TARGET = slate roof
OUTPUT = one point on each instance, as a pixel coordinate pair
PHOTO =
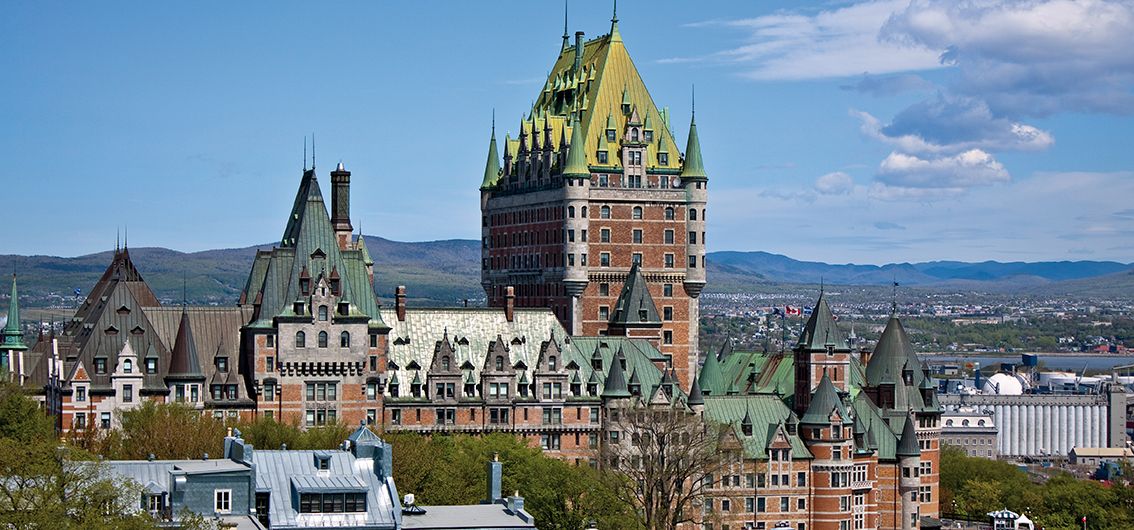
(766, 411)
(310, 246)
(634, 305)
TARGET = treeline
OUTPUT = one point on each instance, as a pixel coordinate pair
(974, 487)
(438, 469)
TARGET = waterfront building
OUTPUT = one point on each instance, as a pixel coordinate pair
(972, 430)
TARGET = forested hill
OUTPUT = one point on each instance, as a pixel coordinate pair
(446, 272)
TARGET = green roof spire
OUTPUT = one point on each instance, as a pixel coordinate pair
(13, 336)
(694, 168)
(576, 156)
(492, 166)
(615, 36)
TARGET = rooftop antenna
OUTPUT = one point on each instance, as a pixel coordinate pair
(894, 300)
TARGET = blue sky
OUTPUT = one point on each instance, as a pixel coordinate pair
(840, 132)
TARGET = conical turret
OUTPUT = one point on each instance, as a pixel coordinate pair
(576, 156)
(492, 166)
(694, 168)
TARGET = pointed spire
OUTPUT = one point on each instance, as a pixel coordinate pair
(184, 363)
(11, 337)
(823, 402)
(576, 156)
(696, 397)
(907, 445)
(566, 36)
(694, 168)
(615, 385)
(492, 166)
(615, 36)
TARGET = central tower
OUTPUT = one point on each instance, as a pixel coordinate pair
(592, 185)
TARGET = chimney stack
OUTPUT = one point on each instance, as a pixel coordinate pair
(509, 303)
(399, 302)
(494, 471)
(578, 51)
(340, 205)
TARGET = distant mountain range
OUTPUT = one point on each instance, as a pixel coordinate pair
(447, 272)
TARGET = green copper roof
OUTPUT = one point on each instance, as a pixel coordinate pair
(13, 335)
(635, 305)
(492, 166)
(576, 156)
(616, 379)
(821, 330)
(907, 445)
(824, 401)
(694, 168)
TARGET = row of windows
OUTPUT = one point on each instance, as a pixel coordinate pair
(332, 503)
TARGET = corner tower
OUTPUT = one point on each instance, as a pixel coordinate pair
(592, 184)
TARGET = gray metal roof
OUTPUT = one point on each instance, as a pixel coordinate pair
(277, 470)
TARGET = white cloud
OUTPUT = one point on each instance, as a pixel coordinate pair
(1029, 57)
(837, 183)
(831, 43)
(953, 124)
(967, 169)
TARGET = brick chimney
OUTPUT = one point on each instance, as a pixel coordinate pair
(399, 302)
(509, 303)
(340, 205)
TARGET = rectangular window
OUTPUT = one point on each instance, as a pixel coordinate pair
(222, 501)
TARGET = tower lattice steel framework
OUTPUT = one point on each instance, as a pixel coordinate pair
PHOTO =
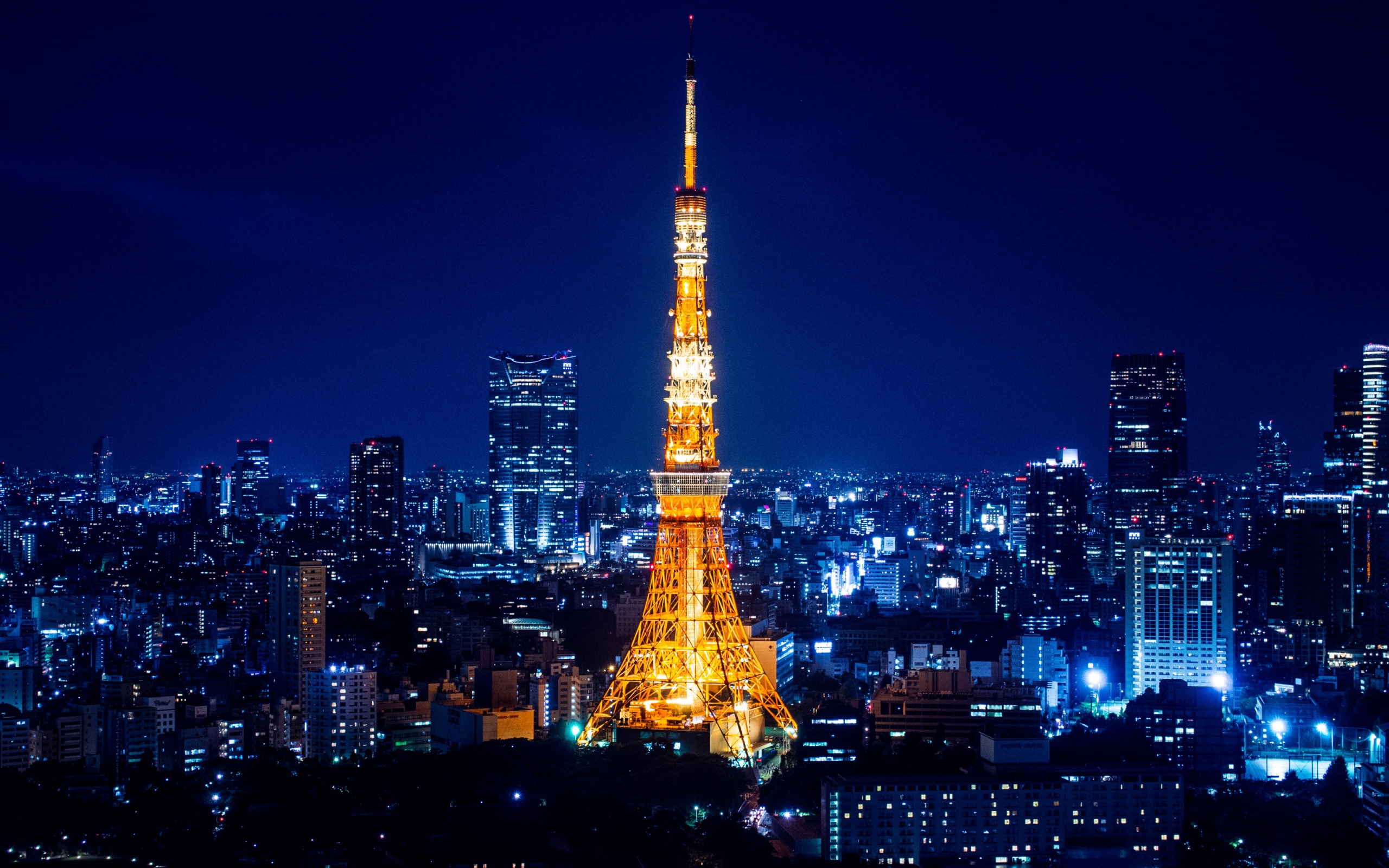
(691, 668)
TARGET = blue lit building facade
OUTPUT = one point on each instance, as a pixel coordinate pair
(532, 449)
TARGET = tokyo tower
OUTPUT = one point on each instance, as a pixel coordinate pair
(691, 678)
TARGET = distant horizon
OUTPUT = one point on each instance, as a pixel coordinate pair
(929, 227)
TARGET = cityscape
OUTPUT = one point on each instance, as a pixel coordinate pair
(1081, 659)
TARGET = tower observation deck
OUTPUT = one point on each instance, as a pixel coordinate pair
(691, 677)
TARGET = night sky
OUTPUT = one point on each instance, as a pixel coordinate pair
(929, 224)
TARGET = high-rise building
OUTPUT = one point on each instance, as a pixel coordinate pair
(103, 482)
(212, 489)
(785, 507)
(1273, 469)
(1341, 446)
(377, 497)
(1316, 547)
(251, 470)
(885, 577)
(691, 673)
(1018, 516)
(1374, 402)
(1148, 445)
(1181, 611)
(532, 449)
(298, 627)
(339, 714)
(1037, 659)
(1057, 521)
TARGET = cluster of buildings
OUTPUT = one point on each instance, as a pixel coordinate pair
(189, 616)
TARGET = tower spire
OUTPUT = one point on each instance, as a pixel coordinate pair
(690, 113)
(691, 675)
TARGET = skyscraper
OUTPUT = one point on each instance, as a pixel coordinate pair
(692, 673)
(1273, 469)
(1057, 520)
(298, 627)
(1374, 421)
(1181, 611)
(103, 482)
(1018, 516)
(532, 449)
(212, 489)
(251, 470)
(339, 714)
(377, 497)
(1148, 443)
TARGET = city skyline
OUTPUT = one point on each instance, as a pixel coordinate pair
(956, 228)
(1080, 652)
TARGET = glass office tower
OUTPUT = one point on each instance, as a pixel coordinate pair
(1148, 445)
(532, 446)
(1341, 448)
(1374, 423)
(1181, 611)
(1057, 521)
(377, 499)
(103, 482)
(251, 470)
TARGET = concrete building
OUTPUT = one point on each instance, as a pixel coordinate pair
(1187, 727)
(1023, 816)
(298, 628)
(777, 652)
(1040, 660)
(14, 739)
(18, 686)
(341, 714)
(459, 727)
(948, 705)
(1181, 611)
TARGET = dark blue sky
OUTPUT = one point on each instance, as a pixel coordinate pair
(929, 224)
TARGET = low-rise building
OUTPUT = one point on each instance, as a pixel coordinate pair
(834, 732)
(459, 727)
(1187, 727)
(948, 705)
(1117, 813)
(403, 725)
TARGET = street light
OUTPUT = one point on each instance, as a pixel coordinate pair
(1095, 680)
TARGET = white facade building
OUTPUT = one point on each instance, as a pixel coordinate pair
(341, 713)
(1181, 611)
(1037, 659)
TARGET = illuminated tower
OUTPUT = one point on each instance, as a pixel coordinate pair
(691, 677)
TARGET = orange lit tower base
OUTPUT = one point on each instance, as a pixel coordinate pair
(691, 675)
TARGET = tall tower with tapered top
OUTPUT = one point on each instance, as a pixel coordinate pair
(691, 678)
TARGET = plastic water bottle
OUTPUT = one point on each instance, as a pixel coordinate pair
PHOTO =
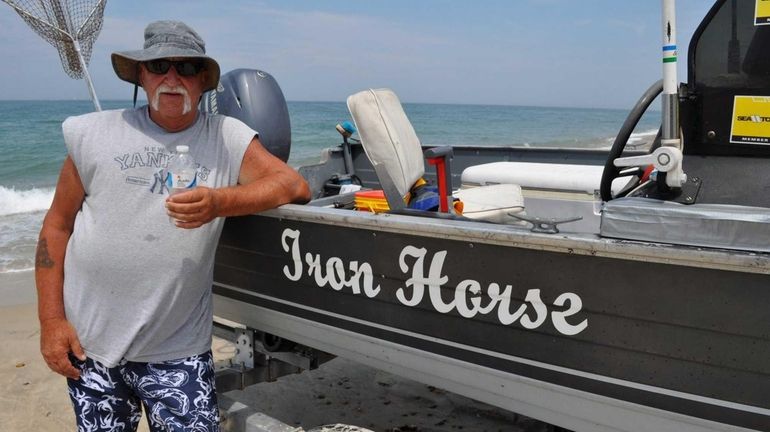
(181, 171)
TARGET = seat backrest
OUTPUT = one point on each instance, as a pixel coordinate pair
(388, 138)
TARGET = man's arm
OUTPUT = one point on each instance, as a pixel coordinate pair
(57, 336)
(264, 182)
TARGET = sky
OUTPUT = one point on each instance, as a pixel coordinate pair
(571, 53)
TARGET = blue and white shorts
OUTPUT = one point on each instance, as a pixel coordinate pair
(177, 395)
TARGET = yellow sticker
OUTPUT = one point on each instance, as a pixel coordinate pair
(751, 120)
(762, 12)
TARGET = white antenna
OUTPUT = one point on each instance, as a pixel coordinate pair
(72, 30)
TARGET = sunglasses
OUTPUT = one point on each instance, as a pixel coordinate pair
(183, 67)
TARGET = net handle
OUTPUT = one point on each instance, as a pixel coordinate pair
(73, 39)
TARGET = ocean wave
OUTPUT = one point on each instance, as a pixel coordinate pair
(14, 201)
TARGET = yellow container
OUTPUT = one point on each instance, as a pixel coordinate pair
(372, 201)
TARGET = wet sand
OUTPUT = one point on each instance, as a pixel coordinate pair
(340, 391)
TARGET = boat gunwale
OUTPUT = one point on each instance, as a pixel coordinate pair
(522, 237)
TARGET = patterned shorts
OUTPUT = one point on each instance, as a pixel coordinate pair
(177, 395)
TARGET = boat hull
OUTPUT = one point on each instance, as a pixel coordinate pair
(579, 331)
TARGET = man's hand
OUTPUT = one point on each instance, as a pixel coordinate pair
(57, 340)
(193, 208)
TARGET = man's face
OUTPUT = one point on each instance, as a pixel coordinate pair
(171, 93)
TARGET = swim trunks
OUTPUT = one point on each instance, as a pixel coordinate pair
(177, 395)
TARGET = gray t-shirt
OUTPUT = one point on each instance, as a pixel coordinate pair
(135, 286)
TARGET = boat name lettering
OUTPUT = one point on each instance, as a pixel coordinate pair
(469, 298)
(333, 273)
(470, 289)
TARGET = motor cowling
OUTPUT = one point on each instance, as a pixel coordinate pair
(254, 97)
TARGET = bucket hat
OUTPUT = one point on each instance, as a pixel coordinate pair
(166, 39)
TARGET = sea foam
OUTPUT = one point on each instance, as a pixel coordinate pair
(14, 201)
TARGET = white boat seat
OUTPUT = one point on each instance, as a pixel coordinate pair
(392, 146)
(534, 175)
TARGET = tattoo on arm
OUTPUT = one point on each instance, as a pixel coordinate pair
(42, 258)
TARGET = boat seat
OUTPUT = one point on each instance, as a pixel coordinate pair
(393, 148)
(534, 175)
(706, 225)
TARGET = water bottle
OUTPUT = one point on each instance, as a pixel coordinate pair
(181, 171)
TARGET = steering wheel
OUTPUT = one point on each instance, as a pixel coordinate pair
(611, 172)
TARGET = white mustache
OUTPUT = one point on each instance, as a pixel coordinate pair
(164, 88)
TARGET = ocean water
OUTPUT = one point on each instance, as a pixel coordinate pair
(32, 149)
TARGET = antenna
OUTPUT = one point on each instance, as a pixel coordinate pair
(71, 26)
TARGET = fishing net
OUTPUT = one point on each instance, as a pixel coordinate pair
(69, 25)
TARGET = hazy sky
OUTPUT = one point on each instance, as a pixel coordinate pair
(589, 53)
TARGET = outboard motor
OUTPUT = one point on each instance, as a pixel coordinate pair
(254, 97)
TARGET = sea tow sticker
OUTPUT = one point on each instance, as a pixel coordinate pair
(426, 283)
(751, 120)
(762, 12)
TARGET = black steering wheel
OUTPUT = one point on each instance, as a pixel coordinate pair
(611, 172)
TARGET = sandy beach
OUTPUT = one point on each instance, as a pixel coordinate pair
(340, 391)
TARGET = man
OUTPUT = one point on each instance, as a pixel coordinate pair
(125, 296)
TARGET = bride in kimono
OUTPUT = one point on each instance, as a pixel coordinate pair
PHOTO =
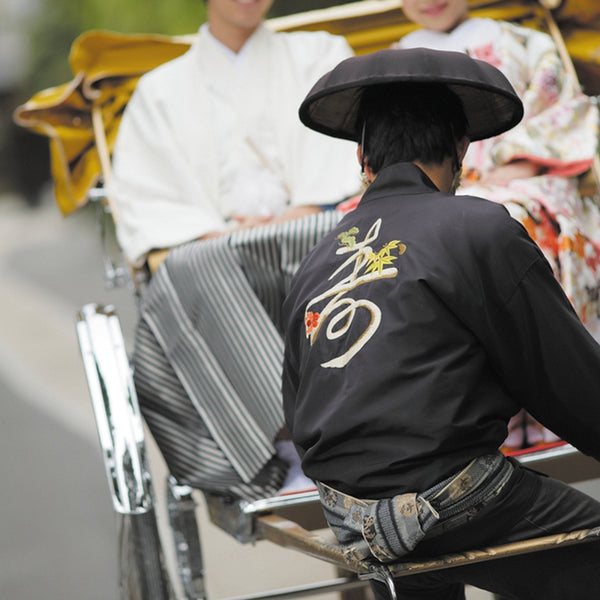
(533, 168)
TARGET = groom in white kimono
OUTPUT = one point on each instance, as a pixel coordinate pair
(212, 160)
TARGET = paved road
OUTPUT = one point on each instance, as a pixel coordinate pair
(57, 539)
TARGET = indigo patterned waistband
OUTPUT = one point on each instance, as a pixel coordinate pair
(390, 528)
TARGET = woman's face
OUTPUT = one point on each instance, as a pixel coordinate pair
(437, 15)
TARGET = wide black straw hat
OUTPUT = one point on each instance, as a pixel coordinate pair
(489, 101)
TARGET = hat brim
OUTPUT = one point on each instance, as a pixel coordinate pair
(490, 103)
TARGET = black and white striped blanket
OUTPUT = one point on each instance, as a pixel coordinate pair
(208, 354)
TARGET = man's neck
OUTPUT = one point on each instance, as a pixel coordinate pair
(232, 37)
(442, 175)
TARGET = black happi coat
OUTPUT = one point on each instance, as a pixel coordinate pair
(416, 329)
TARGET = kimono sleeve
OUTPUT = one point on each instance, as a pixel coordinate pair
(560, 127)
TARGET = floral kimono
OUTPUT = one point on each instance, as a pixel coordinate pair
(559, 132)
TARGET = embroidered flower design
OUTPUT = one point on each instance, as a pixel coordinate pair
(348, 238)
(376, 261)
(311, 322)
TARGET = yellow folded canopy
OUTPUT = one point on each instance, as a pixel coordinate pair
(81, 117)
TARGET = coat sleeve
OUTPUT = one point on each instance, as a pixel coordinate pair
(542, 353)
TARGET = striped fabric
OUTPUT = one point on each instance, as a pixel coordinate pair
(208, 353)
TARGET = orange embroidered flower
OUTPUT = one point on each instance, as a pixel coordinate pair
(311, 321)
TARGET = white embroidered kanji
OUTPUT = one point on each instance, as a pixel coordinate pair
(362, 266)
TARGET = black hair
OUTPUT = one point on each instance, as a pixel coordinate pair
(410, 122)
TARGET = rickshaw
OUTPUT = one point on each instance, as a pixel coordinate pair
(81, 119)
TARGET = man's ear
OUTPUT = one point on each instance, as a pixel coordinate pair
(461, 148)
(359, 154)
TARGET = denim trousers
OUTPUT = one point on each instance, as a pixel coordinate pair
(528, 505)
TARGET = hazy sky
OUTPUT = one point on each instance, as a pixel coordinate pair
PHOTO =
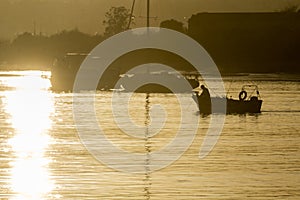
(51, 16)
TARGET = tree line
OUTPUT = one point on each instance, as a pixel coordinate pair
(238, 42)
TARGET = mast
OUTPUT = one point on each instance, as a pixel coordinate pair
(148, 13)
(131, 14)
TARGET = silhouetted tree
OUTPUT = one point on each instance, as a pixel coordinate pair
(174, 25)
(117, 19)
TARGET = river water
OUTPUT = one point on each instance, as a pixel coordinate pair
(42, 156)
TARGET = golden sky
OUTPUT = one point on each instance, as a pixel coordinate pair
(51, 16)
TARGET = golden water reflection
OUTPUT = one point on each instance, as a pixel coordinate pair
(29, 105)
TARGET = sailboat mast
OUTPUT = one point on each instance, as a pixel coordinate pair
(148, 13)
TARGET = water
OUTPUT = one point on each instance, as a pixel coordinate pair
(41, 155)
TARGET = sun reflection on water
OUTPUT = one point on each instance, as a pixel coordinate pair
(30, 106)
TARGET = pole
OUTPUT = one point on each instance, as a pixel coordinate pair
(148, 13)
(131, 14)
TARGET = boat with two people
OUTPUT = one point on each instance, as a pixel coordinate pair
▬▬▬
* [Instructions for the task]:
Among the lines above, find each one containing the string "patterned" and copy it.

* [Task result]:
TARGET = patterned shorts
TARGET = indigo patterned waistband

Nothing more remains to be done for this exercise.